* **Record extracts**
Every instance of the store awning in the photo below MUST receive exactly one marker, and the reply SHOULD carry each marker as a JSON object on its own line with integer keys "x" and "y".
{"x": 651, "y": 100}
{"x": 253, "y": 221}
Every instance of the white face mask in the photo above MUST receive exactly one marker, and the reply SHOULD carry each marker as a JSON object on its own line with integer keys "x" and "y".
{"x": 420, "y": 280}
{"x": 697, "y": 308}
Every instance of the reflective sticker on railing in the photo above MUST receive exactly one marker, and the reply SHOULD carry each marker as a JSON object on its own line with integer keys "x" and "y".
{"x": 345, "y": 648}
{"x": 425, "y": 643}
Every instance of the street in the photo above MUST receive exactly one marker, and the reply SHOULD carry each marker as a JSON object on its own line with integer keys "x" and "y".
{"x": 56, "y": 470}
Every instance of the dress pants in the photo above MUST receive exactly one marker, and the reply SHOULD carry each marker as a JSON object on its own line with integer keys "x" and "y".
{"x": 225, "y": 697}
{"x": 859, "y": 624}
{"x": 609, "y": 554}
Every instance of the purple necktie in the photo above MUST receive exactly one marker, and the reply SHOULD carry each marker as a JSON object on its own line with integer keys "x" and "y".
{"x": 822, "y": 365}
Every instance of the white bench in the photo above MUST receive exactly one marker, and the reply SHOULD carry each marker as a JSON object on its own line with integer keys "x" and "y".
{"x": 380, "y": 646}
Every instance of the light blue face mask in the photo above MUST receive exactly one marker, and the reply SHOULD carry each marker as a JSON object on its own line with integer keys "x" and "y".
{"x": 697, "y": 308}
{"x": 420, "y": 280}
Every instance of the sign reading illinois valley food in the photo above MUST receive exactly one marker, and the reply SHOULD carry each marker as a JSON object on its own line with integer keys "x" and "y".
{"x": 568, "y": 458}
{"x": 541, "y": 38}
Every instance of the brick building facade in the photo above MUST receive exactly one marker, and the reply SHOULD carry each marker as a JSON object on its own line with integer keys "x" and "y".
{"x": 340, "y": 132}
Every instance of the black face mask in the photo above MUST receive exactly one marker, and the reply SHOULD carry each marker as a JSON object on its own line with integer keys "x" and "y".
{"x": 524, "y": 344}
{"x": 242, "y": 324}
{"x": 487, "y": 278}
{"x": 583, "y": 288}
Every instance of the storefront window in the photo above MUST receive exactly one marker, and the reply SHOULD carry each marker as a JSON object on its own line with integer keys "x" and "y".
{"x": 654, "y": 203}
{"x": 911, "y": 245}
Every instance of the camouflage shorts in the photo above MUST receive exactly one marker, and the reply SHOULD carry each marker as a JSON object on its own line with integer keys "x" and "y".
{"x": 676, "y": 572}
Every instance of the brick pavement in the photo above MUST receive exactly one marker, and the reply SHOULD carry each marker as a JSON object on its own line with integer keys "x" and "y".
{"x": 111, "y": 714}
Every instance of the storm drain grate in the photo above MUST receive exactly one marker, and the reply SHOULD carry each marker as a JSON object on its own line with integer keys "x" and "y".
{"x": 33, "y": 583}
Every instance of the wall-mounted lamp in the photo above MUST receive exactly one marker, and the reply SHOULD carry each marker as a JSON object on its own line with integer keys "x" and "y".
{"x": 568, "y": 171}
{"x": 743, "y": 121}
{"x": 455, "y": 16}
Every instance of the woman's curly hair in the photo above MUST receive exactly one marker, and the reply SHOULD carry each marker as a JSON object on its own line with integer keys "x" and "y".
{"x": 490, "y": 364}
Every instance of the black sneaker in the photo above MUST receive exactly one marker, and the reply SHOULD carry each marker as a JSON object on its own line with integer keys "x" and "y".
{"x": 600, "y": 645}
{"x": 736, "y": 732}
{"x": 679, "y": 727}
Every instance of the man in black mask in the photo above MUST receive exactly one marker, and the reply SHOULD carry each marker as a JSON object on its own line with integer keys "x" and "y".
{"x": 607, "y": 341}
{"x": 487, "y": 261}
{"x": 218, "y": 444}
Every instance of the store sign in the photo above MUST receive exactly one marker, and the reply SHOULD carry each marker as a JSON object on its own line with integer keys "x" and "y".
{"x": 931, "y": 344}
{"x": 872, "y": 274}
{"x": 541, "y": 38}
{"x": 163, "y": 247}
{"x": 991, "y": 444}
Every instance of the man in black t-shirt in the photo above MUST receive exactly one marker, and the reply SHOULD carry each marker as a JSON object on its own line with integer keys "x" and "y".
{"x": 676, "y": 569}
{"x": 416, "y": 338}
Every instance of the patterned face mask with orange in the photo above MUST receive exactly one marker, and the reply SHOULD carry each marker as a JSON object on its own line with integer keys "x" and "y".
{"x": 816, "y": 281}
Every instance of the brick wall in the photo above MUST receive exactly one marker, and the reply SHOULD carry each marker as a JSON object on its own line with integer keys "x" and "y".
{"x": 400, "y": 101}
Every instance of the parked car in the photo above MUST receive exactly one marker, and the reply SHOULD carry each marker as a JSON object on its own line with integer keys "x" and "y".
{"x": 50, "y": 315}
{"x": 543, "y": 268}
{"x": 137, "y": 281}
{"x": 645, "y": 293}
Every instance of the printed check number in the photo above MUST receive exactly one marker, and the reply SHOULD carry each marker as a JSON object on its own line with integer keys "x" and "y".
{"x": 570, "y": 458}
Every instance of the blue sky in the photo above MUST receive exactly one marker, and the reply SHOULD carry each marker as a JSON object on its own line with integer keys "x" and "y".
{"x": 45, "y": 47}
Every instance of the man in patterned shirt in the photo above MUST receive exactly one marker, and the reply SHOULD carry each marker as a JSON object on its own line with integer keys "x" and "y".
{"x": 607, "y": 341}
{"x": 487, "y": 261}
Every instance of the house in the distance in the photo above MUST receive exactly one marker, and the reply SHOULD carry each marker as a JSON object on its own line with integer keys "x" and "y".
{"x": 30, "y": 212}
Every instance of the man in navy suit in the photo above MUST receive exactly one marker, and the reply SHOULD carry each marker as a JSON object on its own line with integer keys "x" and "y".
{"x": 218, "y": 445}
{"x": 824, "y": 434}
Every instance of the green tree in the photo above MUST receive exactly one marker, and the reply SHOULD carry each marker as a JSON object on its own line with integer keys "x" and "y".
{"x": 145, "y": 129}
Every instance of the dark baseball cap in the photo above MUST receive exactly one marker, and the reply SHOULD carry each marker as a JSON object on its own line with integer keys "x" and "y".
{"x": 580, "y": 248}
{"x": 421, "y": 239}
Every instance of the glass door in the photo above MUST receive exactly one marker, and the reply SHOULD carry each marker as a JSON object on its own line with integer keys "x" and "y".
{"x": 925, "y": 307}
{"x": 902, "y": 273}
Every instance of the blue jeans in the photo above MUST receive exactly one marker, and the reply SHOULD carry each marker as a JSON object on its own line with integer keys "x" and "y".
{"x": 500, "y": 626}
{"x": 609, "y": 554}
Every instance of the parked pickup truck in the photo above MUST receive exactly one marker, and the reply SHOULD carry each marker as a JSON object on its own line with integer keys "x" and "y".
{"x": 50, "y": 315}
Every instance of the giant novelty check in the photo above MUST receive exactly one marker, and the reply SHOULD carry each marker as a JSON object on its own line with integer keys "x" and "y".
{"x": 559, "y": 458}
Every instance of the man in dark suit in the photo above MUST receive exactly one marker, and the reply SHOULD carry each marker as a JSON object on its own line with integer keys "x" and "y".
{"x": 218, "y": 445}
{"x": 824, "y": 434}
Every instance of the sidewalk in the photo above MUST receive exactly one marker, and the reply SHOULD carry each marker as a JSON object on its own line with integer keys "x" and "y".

* **Written instruction**
Reproduce the material exactly, with every line intact.

* **Response to the exercise**
Every instance of the store awning in the photo below MUST receive exactly one marker, and the reply SHOULD carry each marker as a JSON object on its own line with integer keys "x" and "y".
{"x": 651, "y": 100}
{"x": 253, "y": 221}
Every instance of the white face mask in the photo above MUST receive exactly one marker, and the reply SHOULD carry each marker as a JSON object on its own line with integer keys "x" and "y".
{"x": 420, "y": 280}
{"x": 697, "y": 308}
Every instance of the reflective sticker on railing in the photo above MUST receive exactly one marker, and the reply SHOULD carry each marker as a JSON object on its own line with integer keys "x" and "y".
{"x": 345, "y": 648}
{"x": 425, "y": 643}
Every instance of the street in the photo above MUST receive exactly one marker, and the reply SHOULD carry each marker as a JSON object on its own line with integer keys "x" and "y".
{"x": 56, "y": 470}
Every instance of the dress pants in the photo above MUST receive exactly one marker, and the reply SHOULD carry each marker as a JSON object on its own line with integer keys "x" and "y".
{"x": 225, "y": 697}
{"x": 859, "y": 624}
{"x": 609, "y": 554}
Every instance of the purple necktie in the photo above MUST receive exactly one marker, and the reply SHOULD carry each marker as a JSON object on its own line with integer keys "x" and "y".
{"x": 822, "y": 365}
Every instance of the white bench in the photo above MUST receive exactly one marker, and the reply SHOULD carry each marker as a JSON object on its own line with integer keys "x" and "y".
{"x": 380, "y": 646}
Every instance of the light blue face mask in the photo above MUST receive exactly one marker, and the reply SHOULD carry each marker as a JSON object on its own line with integer keys "x" and "y".
{"x": 697, "y": 308}
{"x": 420, "y": 280}
Every instance of the sign reading illinois valley food in the photo above MUST receive exactly one marker, and the reply SHOULD carry each marker as a JSON object on its own line with integer keys "x" and "y".
{"x": 568, "y": 458}
{"x": 541, "y": 38}
Every instance of the brick building facade in the photo above MUST receive exactly one marker, and the reply SHOULD carry each marker as a JSON object on its own line with integer keys "x" and "y".
{"x": 340, "y": 132}
Every instance of the black face mask in the photo above MUST receive exactly one marker, and the reply SHOULD carry each marker as a JSON object on its own line with integer keys "x" and "y".
{"x": 524, "y": 344}
{"x": 242, "y": 324}
{"x": 487, "y": 278}
{"x": 583, "y": 288}
Every instance of the storefront window in the photo above MUST receive exactly one marker, and the reply SHOULD carry each marker as a JSON object on its own line with integer keys "x" and "y".
{"x": 654, "y": 203}
{"x": 911, "y": 245}
Every instance of the camouflage shorts in the photo above MUST receive exactly one marker, and the reply SHOULD carry each marker as a JSON object on its own line with integer keys "x" and "y".
{"x": 676, "y": 572}
Every instance of the brick pavement in the photo above MUST receive exactly one marker, and the reply SHOULD carry each marker as a JSON object on its own line with integer keys "x" and "y".
{"x": 111, "y": 714}
Every instance of the storm drain grate in the photo above MUST receive exactly one marker, and the reply SHOULD carry each marker as a JSON object on its own line with integer keys "x" and "y".
{"x": 33, "y": 583}
Every instance of the wall-mounted lamp in the photo above MUST receive exactly one marker, and the reply SHOULD carry each marker as a JSON object on its own line with integer keys "x" and "y".
{"x": 568, "y": 171}
{"x": 743, "y": 121}
{"x": 455, "y": 16}
Every instance of the woman's curly hair in the photo above MUST receive exactly one marker, and the reply SHOULD carry each marker as a JSON object on its own line with integer keys "x" and "y".
{"x": 490, "y": 364}
Every instance of the black sneaker in the photo above MUST receive exactly one marker, and the reply SHOULD carry each marker as a JSON object on its own line with integer keys "x" and "y".
{"x": 600, "y": 645}
{"x": 736, "y": 732}
{"x": 679, "y": 727}
Every instance of the man in black mask in the photo above MUST receive exactly one marker, and the reply SHOULD carry each marker as a JSON object on its own line with integer keys "x" and "y".
{"x": 607, "y": 341}
{"x": 487, "y": 261}
{"x": 218, "y": 444}
Every instance of the store sign in the photo above MUST receive exactly one marker, and the reply SHOULD carry each marker as a JSON object on its own line with integer keys "x" and "y".
{"x": 931, "y": 344}
{"x": 872, "y": 274}
{"x": 541, "y": 38}
{"x": 163, "y": 247}
{"x": 991, "y": 444}
Every instance of the man in black t-shirt in the photo above MUST receive exactly one marker, and the reply SHOULD carry each marker as a JSON object on its own line with integer keys "x" and "y".
{"x": 676, "y": 569}
{"x": 416, "y": 338}
Every instance of the patterned face mask with orange in the photo above MUST receive exactly one marker, and the reply SHOULD carry each marker as a JSON object on its own line with integer keys "x" and "y".
{"x": 816, "y": 281}
Every instance of the brick wall in the photo above MUST receive exactly one marker, and the reply SHOULD carry each marker as a JSON object on its own line with integer keys "x" and "y".
{"x": 400, "y": 101}
Every instance of the parked car in the photo above MUST receive exactly one marker, and the reply SHOULD carry each marker as a JSON object on its own line with integer keys "x" and "y".
{"x": 50, "y": 315}
{"x": 543, "y": 268}
{"x": 137, "y": 281}
{"x": 645, "y": 293}
Every instance of the printed check number in the photo above MUST receive exactly one marker, and the reply SHOULD carry each marker as a JSON object on its own line with integer keys "x" and "y".
{"x": 570, "y": 458}
Every instance of the blue sky in the photo above MUST receive exactly one marker, and the reply SHOULD carry each marker as a JSON object on its own line with integer keys "x" and "y".
{"x": 45, "y": 47}
Every instance of the man in patterned shirt in the photo above MUST receive exactly one marker, and the reply SHOULD carry each marker as a JSON object on its own line with integer keys "x" and "y".
{"x": 607, "y": 341}
{"x": 487, "y": 261}
Every instance of the house in the distance in the photo above MUST receive exactly one marker, and the reply SHOULD carry each marker as a JSON object on its own line with integer keys "x" and "y".
{"x": 30, "y": 212}
Every instance of the man in navy suit in the photo above MUST receive exactly one marker, and the reply SHOULD carry each marker as a JSON object on its own line with integer keys "x" and "y".
{"x": 218, "y": 445}
{"x": 824, "y": 434}
Every instance of the green tree in the photo above MUST receive exactly one marker, and the reply SHOULD carry each marker as a JSON object on its own line with integer keys "x" and "y".
{"x": 145, "y": 129}
Every instance of the dark baseball cap in the photo above MUST receive exactly one marker, and the reply SHOULD carry each marker as a JSON object on its own line with integer keys "x" and "y".
{"x": 580, "y": 248}
{"x": 421, "y": 239}
Every instance of the glass door in the photo above MUST receive exactly one marker, and the reply SHOULD carry each marker as a JSON object on its own line with integer keys "x" and "y".
{"x": 925, "y": 307}
{"x": 902, "y": 273}
Every instance of the blue jeans in the photo above MUST receive exactly one marker, and the reply SHOULD carry each marker as a JSON object on its own line with integer keys "x" and "y".
{"x": 500, "y": 626}
{"x": 609, "y": 554}
Every instance of the parked pickup truck in the photo above MUST receive exactly one marker, and the reply SHOULD carry each marker as a JSON object on its own line with integer keys "x" and "y".
{"x": 50, "y": 315}
Every instance of the giant novelty check in the photo above MUST receive exactly one marker, and the reply SHOULD carry each marker as a JSON object on its own line with integer keys "x" and "y".
{"x": 559, "y": 458}
Every instance of the man in dark suit in the photo above MUST receive exactly one marker, and the reply SHOULD carry each marker as a JSON object on its own line with integer keys "x" and "y".
{"x": 218, "y": 445}
{"x": 824, "y": 434}
Every instance of the sidewalk in the photo above MUST receive exactly one marker, and the reply SHOULD carry each marker as a JSON object on its own line with integer keys "x" and "y".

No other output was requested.